DEINE AUFGABE: Zähl, in wie vielen Zeilen der Einträge das Wort „metal“ steht, und achte dabei auf Groß- und Kleinschreibung. Schreib nur die Zahl hin.

EINTRÄGE:
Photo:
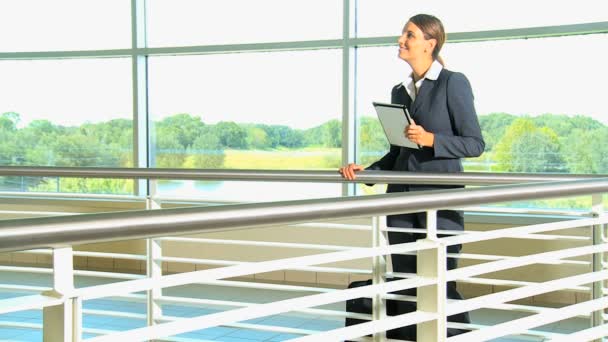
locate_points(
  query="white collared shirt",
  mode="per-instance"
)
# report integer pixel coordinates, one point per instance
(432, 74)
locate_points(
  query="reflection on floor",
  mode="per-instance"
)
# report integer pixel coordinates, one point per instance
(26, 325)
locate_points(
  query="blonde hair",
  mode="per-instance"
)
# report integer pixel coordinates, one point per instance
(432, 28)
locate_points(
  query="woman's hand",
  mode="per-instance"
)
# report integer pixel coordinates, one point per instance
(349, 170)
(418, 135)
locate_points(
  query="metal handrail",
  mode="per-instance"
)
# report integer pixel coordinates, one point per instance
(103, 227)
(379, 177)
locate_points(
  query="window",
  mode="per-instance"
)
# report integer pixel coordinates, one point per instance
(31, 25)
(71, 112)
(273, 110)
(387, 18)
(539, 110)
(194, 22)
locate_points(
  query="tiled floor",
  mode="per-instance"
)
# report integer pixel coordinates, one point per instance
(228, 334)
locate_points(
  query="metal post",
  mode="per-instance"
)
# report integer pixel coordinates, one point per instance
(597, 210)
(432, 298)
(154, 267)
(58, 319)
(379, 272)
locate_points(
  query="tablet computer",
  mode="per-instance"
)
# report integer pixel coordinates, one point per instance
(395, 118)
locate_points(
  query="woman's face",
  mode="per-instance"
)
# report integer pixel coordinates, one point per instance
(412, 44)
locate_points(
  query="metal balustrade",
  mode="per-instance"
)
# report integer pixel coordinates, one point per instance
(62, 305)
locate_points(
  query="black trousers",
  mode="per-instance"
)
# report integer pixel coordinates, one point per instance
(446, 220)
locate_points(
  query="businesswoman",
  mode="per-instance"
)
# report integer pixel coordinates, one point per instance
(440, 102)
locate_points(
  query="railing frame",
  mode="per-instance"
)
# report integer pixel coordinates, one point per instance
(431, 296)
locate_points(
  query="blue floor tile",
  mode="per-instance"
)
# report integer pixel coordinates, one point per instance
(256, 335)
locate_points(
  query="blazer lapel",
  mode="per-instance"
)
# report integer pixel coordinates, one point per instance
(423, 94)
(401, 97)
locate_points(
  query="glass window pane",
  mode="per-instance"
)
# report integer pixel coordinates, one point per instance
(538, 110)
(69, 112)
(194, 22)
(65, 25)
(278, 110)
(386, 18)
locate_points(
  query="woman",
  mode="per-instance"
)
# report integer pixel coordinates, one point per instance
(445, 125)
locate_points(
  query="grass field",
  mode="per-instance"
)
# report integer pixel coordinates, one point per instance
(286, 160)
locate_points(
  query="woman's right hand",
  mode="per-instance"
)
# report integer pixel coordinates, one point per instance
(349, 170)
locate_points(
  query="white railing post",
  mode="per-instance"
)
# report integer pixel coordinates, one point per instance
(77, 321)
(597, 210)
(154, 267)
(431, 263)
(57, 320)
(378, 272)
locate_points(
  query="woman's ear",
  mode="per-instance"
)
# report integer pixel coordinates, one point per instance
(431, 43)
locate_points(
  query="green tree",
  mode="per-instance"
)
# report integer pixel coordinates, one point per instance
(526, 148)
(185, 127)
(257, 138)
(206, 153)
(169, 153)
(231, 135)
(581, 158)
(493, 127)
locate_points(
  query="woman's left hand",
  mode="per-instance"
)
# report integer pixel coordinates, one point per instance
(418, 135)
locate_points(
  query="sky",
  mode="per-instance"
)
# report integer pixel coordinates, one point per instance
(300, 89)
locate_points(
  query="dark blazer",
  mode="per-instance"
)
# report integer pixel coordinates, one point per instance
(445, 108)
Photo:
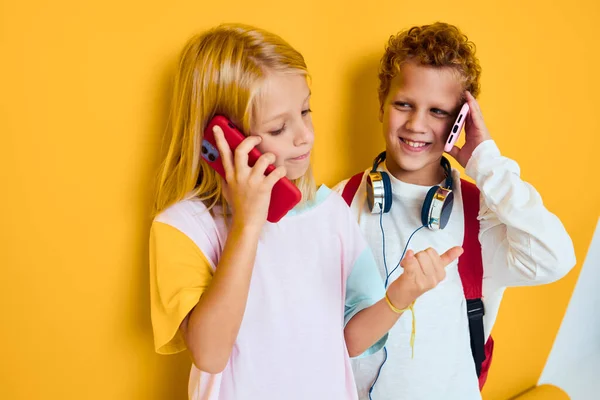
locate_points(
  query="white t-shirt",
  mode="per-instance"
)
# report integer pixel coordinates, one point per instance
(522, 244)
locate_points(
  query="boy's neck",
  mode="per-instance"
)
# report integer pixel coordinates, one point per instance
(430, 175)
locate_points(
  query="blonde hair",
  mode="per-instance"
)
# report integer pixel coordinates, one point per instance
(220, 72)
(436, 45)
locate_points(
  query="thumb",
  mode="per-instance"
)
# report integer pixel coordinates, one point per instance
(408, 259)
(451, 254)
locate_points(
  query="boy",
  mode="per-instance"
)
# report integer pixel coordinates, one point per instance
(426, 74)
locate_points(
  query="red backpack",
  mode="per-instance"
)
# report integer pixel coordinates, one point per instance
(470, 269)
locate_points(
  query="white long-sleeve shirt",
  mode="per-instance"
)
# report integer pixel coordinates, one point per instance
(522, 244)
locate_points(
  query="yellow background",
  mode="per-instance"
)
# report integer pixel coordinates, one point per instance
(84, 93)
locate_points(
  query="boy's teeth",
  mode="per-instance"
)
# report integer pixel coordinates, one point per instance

LÖSUNG: 3